**SUPPLIED ENTRIES**:

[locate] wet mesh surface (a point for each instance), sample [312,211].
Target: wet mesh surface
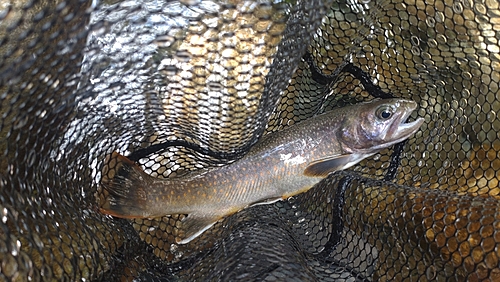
[180,86]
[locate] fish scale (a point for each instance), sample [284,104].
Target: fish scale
[281,165]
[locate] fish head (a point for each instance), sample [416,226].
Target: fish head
[378,124]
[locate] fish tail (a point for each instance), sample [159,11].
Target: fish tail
[124,194]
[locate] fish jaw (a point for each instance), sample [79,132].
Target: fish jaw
[401,130]
[367,130]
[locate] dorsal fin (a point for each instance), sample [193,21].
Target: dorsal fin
[124,194]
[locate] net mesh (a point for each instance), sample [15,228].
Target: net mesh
[179,86]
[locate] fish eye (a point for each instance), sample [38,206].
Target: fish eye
[384,112]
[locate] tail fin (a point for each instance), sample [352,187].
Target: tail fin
[124,194]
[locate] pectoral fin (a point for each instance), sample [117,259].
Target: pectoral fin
[323,167]
[195,224]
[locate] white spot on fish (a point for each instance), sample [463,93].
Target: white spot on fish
[287,158]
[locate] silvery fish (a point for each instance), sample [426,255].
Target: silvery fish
[281,165]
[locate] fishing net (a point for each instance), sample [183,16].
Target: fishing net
[178,86]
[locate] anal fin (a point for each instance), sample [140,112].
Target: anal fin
[194,225]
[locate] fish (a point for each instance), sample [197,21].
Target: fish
[282,164]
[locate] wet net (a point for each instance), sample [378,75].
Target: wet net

**PROBLEM STATEMENT**:
From the material above, copy exactly the lines between the line holding "Target: net mesh" and the line holding "[locate] white spot", inclusive, and only those.

**EXERCISE ANSWER**:
Target: net mesh
[179,86]
[locate] fish eye (a point for each instance), sample [38,206].
Target: fish eye
[384,112]
[locate] tail fin (a point for each instance), sample [352,187].
Target: tail fin
[124,194]
[locate] pectoral fin (a point for each instance), sample [117,259].
Target: pectoral fin
[323,167]
[195,224]
[locate] white spot on fish (a point for each instance), sample [463,93].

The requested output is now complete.